══ DATA TO USE ══

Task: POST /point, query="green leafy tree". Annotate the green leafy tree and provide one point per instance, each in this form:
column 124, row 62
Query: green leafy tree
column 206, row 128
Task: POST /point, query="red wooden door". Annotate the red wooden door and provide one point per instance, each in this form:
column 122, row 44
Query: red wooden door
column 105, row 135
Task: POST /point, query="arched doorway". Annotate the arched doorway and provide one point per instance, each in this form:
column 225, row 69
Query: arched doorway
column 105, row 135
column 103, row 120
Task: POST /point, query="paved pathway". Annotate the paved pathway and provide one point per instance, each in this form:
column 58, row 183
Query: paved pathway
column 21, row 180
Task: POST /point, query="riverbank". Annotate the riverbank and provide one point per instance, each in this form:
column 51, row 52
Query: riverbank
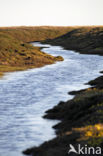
column 81, row 122
column 17, row 54
column 81, row 118
column 85, row 40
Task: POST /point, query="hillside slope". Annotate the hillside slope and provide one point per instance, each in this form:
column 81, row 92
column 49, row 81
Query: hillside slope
column 17, row 54
column 86, row 40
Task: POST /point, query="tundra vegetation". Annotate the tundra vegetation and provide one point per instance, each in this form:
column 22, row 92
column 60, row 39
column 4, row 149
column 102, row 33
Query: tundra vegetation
column 17, row 54
column 82, row 117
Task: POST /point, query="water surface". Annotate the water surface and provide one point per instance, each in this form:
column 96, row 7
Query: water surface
column 26, row 95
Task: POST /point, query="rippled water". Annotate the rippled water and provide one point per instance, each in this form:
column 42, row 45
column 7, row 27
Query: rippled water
column 26, row 95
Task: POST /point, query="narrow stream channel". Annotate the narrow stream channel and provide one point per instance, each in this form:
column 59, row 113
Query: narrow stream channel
column 26, row 95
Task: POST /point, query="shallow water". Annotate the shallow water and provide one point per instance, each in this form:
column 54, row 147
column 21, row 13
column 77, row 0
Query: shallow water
column 26, row 95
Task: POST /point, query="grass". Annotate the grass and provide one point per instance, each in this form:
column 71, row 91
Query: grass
column 86, row 40
column 81, row 123
column 17, row 54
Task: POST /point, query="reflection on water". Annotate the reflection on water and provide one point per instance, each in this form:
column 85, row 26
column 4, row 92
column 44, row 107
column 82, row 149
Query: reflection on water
column 26, row 95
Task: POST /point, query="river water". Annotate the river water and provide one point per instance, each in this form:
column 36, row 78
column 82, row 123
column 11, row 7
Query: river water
column 26, row 95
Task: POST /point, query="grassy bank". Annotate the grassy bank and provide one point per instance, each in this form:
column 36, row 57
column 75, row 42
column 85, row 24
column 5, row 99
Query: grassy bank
column 82, row 117
column 81, row 122
column 86, row 40
column 17, row 54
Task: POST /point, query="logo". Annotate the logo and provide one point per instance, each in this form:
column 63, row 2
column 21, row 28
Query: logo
column 84, row 150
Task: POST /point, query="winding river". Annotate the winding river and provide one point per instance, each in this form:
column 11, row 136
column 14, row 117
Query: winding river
column 26, row 95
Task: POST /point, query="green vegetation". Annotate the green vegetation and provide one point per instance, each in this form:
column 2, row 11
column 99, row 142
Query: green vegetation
column 82, row 117
column 17, row 54
column 81, row 123
column 86, row 40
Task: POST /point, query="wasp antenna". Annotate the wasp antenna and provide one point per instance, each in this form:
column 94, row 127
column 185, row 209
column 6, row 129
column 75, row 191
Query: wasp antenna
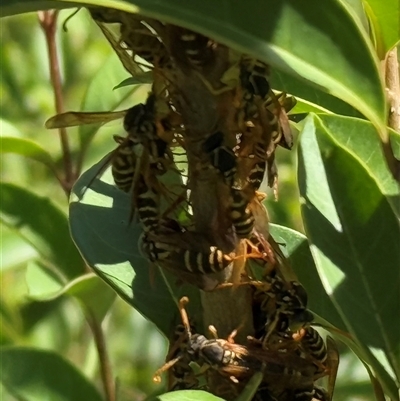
column 164, row 368
column 213, row 331
column 231, row 337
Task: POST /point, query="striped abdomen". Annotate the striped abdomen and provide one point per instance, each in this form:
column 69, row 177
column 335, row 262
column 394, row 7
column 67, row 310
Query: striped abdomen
column 123, row 165
column 148, row 205
column 204, row 262
column 241, row 215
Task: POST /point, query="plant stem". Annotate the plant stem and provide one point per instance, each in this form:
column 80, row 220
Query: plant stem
column 393, row 88
column 48, row 23
column 104, row 361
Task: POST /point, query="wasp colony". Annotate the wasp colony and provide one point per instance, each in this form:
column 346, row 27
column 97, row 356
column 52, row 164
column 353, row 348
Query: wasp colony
column 215, row 106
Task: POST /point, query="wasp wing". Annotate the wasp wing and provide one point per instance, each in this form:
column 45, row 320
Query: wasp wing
column 76, row 118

═══

Reproduce exactly the lines from the one with "column 52, row 164" through the last line of the entries, keeping both of those lines and nothing else.

column 52, row 164
column 353, row 348
Query: wasp colony
column 215, row 106
Task: POST /point, query="wasp wing". Annotate the wasp wing and provide one point per instance, each in this form:
column 45, row 320
Query: wasp wing
column 76, row 118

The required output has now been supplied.